- Written task
Reproduce the lines of the data below without any alteration, beginning at the line that contains "Where can the hazy" and stopping after the line that contains "pixel 258 139".

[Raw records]
● ● ●

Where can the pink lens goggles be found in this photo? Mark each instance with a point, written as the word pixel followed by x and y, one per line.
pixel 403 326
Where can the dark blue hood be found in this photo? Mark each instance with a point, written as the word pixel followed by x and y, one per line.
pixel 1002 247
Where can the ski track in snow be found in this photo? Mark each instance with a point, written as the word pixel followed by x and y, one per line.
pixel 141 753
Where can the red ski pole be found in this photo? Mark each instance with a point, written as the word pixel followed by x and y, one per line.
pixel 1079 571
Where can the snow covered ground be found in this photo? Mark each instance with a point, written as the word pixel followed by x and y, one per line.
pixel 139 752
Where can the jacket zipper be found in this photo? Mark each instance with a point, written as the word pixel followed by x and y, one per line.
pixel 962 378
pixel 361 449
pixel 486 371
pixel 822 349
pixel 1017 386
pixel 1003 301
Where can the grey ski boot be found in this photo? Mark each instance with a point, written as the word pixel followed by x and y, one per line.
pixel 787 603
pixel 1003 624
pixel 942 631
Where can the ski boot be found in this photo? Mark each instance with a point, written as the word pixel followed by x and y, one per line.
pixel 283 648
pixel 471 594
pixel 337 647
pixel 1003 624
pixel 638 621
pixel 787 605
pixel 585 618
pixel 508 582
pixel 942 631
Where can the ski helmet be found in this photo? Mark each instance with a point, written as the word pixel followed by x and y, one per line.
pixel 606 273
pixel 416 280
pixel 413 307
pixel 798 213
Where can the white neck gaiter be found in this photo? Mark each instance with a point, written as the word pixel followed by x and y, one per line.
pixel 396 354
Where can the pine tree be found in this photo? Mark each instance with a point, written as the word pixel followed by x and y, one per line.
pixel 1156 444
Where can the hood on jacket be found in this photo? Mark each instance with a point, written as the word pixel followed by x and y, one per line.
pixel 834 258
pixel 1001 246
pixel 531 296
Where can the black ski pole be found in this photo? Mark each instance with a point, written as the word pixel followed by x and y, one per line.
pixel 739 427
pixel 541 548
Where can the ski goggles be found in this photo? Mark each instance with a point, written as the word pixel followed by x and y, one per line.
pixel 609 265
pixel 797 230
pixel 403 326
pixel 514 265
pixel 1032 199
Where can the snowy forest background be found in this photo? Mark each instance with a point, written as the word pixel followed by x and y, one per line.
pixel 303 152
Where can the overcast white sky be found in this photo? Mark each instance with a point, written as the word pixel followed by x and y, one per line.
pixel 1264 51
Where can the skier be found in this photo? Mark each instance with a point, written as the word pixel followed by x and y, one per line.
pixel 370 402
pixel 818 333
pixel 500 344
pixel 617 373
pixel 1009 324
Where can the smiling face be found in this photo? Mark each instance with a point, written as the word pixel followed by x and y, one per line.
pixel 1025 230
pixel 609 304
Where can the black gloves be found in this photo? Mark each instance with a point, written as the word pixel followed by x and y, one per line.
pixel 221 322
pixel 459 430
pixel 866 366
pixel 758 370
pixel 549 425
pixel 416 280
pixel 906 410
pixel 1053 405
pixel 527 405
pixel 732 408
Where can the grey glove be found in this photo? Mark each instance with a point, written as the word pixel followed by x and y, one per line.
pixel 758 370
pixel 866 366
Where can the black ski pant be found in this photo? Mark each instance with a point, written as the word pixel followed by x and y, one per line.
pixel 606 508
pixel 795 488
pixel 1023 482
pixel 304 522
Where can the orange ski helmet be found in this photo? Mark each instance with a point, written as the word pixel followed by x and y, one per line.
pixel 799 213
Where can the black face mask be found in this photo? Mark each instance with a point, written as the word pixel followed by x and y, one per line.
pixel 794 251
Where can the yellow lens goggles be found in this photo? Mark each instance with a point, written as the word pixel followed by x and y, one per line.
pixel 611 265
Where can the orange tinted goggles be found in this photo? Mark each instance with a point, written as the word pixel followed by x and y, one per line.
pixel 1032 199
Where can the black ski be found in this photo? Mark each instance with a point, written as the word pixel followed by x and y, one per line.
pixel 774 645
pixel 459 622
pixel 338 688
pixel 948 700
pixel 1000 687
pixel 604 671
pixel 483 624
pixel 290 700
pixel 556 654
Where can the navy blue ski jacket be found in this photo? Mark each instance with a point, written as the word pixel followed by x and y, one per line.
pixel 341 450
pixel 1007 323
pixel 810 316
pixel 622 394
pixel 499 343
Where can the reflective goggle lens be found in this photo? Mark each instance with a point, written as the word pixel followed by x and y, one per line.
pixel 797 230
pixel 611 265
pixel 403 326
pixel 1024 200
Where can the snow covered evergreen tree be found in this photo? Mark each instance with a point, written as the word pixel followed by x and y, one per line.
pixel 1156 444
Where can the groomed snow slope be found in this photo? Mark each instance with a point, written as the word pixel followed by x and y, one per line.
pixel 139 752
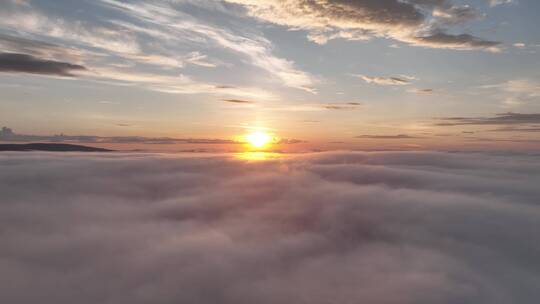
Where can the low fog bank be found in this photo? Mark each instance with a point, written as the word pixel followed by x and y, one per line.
pixel 349 227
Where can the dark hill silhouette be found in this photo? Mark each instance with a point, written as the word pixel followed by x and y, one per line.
pixel 50 147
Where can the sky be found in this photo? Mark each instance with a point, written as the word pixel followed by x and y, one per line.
pixel 315 74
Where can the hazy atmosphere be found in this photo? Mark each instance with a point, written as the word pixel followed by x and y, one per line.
pixel 269 151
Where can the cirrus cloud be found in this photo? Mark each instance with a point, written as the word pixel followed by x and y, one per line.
pixel 384 227
pixel 417 22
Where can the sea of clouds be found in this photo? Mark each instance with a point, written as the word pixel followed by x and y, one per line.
pixel 340 227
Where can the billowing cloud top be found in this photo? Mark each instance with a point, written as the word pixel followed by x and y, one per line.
pixel 328 228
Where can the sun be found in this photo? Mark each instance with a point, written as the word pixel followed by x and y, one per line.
pixel 258 139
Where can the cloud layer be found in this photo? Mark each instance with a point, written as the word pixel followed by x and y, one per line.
pixel 417 227
pixel 417 22
pixel 23 63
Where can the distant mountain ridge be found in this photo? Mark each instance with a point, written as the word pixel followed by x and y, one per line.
pixel 51 147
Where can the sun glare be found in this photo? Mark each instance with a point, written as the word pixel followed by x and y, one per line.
pixel 258 140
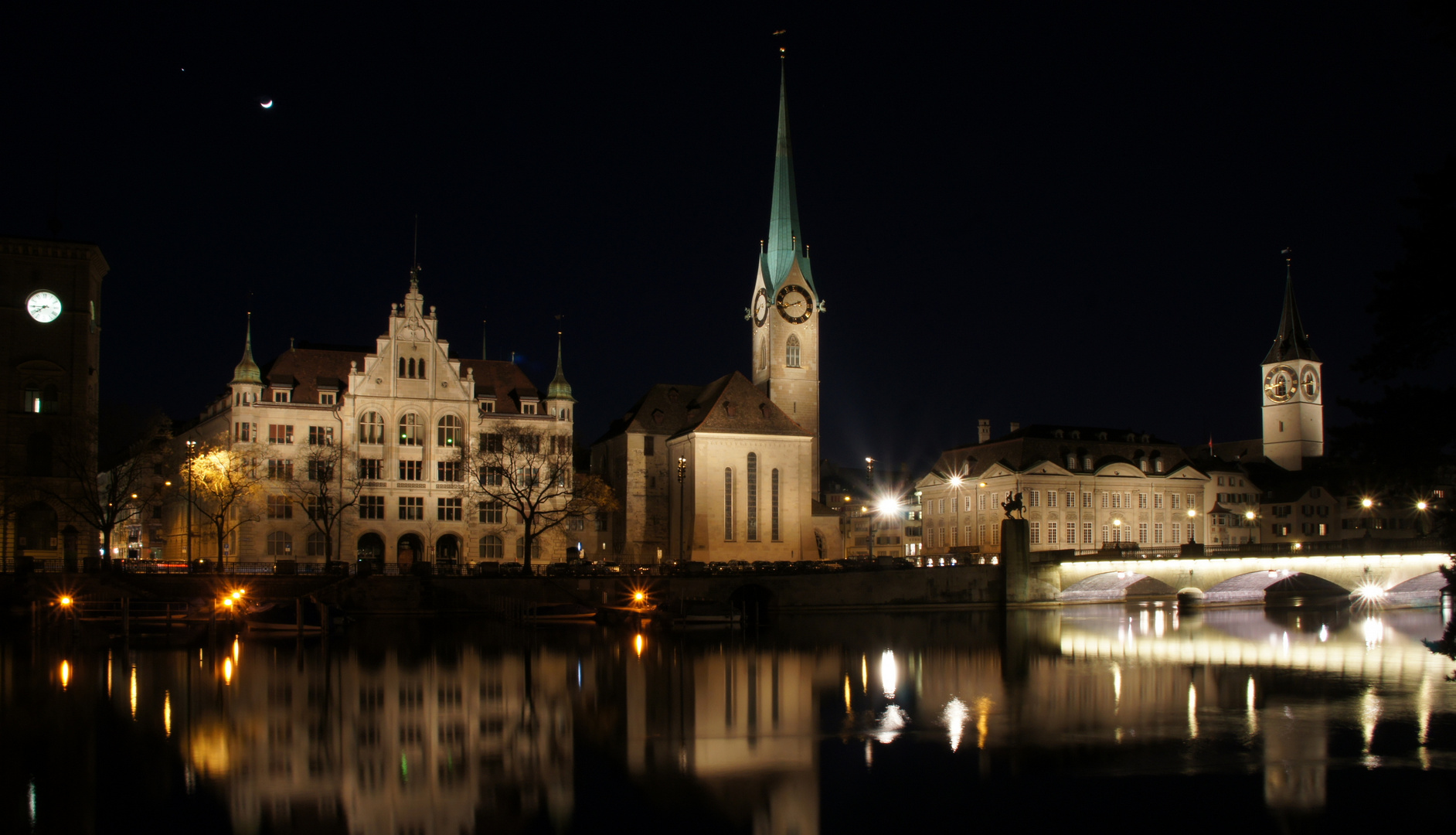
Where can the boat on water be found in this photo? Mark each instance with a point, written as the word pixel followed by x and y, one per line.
pixel 274 617
pixel 560 614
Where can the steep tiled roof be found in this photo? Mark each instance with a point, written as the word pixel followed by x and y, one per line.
pixel 1029 446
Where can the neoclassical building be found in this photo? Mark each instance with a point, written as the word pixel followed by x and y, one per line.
pixel 730 469
pixel 402 414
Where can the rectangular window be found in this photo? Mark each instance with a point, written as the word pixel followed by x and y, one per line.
pixel 753 497
pixel 728 503
pixel 774 510
pixel 411 507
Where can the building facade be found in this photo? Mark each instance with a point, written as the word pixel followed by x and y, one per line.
pixel 731 469
pixel 49 369
pixel 405 416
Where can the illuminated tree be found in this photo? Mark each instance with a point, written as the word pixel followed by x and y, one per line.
pixel 222 484
pixel 529 472
pixel 325 484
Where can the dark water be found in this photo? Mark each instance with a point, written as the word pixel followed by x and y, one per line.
pixel 1085 717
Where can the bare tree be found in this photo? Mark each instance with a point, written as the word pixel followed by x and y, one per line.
pixel 108 499
pixel 529 471
pixel 220 481
pixel 325 482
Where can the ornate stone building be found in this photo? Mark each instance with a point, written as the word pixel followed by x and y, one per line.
pixel 402 413
pixel 49 372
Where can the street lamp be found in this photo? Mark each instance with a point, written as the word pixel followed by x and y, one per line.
pixel 682 531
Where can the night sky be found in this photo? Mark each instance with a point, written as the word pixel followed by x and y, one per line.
pixel 1026 213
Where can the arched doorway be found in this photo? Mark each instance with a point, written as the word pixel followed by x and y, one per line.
pixel 372 551
pixel 410 550
pixel 447 551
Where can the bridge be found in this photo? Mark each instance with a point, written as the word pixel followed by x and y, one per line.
pixel 1398 574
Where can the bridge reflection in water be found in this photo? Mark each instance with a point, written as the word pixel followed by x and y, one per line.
pixel 396 729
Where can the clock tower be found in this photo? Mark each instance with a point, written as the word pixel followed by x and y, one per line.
pixel 785 306
pixel 1293 391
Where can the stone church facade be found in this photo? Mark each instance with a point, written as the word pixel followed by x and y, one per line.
pixel 731 469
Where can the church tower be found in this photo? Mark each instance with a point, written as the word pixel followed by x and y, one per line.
pixel 1293 391
pixel 785 308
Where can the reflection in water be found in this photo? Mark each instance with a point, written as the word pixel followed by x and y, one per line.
pixel 466 732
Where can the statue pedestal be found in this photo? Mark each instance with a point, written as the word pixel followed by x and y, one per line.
pixel 1016 560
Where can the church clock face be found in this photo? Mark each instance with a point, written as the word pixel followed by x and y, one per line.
pixel 43 306
pixel 760 308
pixel 794 303
pixel 1279 383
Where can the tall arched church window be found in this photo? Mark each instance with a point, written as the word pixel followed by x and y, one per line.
pixel 753 497
pixel 372 429
pixel 727 503
pixel 411 431
pixel 774 506
pixel 449 431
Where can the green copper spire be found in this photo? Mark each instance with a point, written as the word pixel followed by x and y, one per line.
pixel 247 370
pixel 560 390
pixel 785 235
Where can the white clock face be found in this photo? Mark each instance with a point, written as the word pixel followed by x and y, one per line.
pixel 44 306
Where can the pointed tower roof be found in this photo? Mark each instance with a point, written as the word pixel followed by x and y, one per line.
pixel 785 235
pixel 247 370
pixel 560 388
pixel 1292 341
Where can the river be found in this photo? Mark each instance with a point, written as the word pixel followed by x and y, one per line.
pixel 1088 716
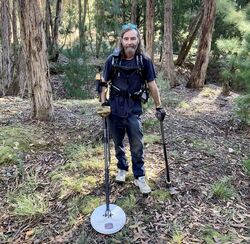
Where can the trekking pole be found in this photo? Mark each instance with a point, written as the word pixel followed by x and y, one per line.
pixel 165 155
pixel 107 162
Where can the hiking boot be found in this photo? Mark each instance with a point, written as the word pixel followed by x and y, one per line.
pixel 121 174
pixel 144 187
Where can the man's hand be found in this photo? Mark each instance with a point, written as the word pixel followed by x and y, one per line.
pixel 104 110
pixel 160 114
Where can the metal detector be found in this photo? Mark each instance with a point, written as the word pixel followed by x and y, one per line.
pixel 168 182
pixel 107 218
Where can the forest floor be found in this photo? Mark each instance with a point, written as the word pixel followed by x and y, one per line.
pixel 52 174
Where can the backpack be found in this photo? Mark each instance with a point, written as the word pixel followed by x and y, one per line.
pixel 143 94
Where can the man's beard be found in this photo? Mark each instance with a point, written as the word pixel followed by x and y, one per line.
pixel 130 51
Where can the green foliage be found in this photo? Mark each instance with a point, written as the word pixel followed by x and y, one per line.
pixel 30 205
pixel 246 165
pixel 222 189
pixel 209 235
pixel 16 140
pixel 8 155
pixel 233 44
pixel 183 105
pixel 150 124
pixel 242 109
pixel 78 75
pixel 82 205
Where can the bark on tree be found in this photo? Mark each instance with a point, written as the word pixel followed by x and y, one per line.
pixel 48 24
pixel 34 44
pixel 150 28
pixel 188 42
pixel 82 19
pixel 5 74
pixel 198 75
pixel 14 87
pixel 133 11
pixel 58 17
pixel 167 59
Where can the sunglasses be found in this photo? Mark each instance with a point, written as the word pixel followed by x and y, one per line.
pixel 129 26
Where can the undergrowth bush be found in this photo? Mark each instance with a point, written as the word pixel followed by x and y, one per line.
pixel 79 76
pixel 242 109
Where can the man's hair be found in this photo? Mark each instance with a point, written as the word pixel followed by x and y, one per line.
pixel 140 48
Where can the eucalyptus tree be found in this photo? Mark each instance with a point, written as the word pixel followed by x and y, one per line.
pixel 82 20
pixel 34 44
pixel 167 62
pixel 198 74
pixel 5 72
pixel 150 10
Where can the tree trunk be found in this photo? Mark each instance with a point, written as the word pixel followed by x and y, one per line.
pixel 48 26
pixel 99 26
pixel 14 87
pixel 167 59
pixel 198 75
pixel 55 49
pixel 150 28
pixel 81 23
pixel 6 38
pixel 133 11
pixel 188 42
pixel 34 44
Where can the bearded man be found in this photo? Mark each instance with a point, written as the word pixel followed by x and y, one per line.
pixel 128 70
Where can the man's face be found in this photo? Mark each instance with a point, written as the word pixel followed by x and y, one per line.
pixel 130 43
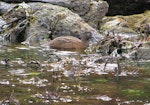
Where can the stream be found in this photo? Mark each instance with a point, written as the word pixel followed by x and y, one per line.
pixel 40 76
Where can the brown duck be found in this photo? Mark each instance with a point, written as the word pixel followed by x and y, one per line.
pixel 70 42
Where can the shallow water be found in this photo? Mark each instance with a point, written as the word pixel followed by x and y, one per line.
pixel 39 76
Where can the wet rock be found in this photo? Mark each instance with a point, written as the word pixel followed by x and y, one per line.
pixel 128 25
pixel 91 10
pixel 51 21
pixel 69 42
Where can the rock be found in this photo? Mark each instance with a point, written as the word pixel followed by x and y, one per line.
pixel 127 7
pixel 4 7
pixel 133 25
pixel 70 42
pixel 54 21
pixel 92 11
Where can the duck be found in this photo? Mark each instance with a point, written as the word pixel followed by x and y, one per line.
pixel 70 42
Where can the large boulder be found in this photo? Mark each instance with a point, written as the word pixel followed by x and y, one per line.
pixel 54 21
pixel 92 11
pixel 132 25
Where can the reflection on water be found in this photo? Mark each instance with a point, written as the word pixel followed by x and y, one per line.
pixel 40 76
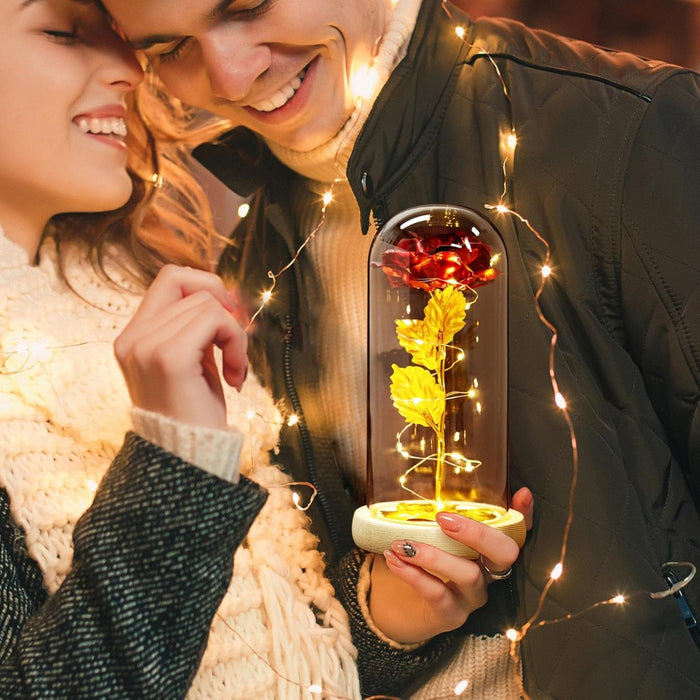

● ● ●

- Task result
Where can the hazy atmosphere be found in this photo? Mark each instance with a point, written as the word pixel followed by x and y, one per line.
pixel 269 151
Where can the cirrus cloud be found in this photo? Mark each instance with a point, written as the word pixel followed by x and y, one per line.
pixel 384 227
pixel 417 22
Where can the sea of clouds be found in this photo? Mark each instance with a point, written as the word pixel followed by x and y, one per line.
pixel 340 227
Where can the billowing cloud top be found in this photo? Mark each instance with a point, written as the word pixel followed by x and y, one per line.
pixel 328 228
Where can the sun be found in this photo? Mark each instance with a point, written as the word pixel followed by x and y, one per line.
pixel 258 139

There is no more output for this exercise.